■ **Quoted passage**:
There are three executions phases:
./spark-submit --class "Preprocess" ml_2.11-0.1.jar train_sample.csv ./out
./spark-submit --jars xgboost4j-spark-0.72-jar-with-dependencies.jar,xgboost4j-0.72-jar-with-dependencies.jar --class "XGBoostML" ml_2.11-0.1.jar ./out_labelfeatures.parquet/ ./out_pipeline_model/ out_test/ result
./spark-submit --class "Evaluation" ml_2.11-0.1.jar result_predicts.parquet/
// Updated Commands
==================================================================================
Preprocessing Data
./spark-submit --class "Preprocess" ml_2.11-0.1.jar train_sample.csv ./out
==================================================================================
./spark-submit --jars xgboost4j-spark-0.72-jar-with-dependencies.jar,xgboost4j-0.72-jar-with-dependencies.jar --class "XGBoostML" ml_2.11-0.1.jar ./out_labelfeatures.parquet/ ./out_pipeline_model/ out_test/ result_xgb
./spark-submit --class "RandomForest" ml_2.11-0.1.jar ./out_labelfeatures.parquet/ ./out_pipeline_model/ out_test/ result_rf
./spark-submit --class "GBT" ml_2.11-0.1.jar ./out_labelfeatures.parquet/ ./out_pipeline_model/ out_test/ result_gbt
==================================================================================
Evaluation
./spark-submit --class "Evaluation" ml_2.11-0.1.jar result_xgb_predicts.parquet/ eval_res_xgb
./spark-submit --class "Evaluation" ml_2.11-0.1.jar result_rf_predicts.parquet/ eval_res_rf
./spark-submit --class "Evaluation" ml_2.11-0.1.jar result_gbt_predicts.parquet/ eval_res_gbt
To compile xgboost (latest version 0.72) and publish to local maven directory, please follow these steps:
source:
https://docs.databricks.com/user-guide/faq/xgboost.html
https://xgboost.readthedocs.io/en/latest/jvm/index.html
sudo apt-get update
sudo apt-get install -y maven
sudo apt-get install -y cmake
// You can skip this step if you have already install java 8
export JAVA_HOME=/usr/lib/jvm/java-8-openjdk-amd64/
git clone --recursive https://github.com/dmlc/xgboost
cd xgboost/jvm-packages
mvn -DskipTests=true -Dspark.version=2.2.1 package
mvn -DskipTests=true install

■ **Given task**:
List every distinct class name passed with --class in the spark-submit commands in the Spark notes above.

■ **Dataset extract**:

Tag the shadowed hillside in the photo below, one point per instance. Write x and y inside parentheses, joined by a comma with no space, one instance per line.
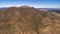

■ **Written response**:
Preprocess, XGBoostML, Evaluation, RandomForest, GBT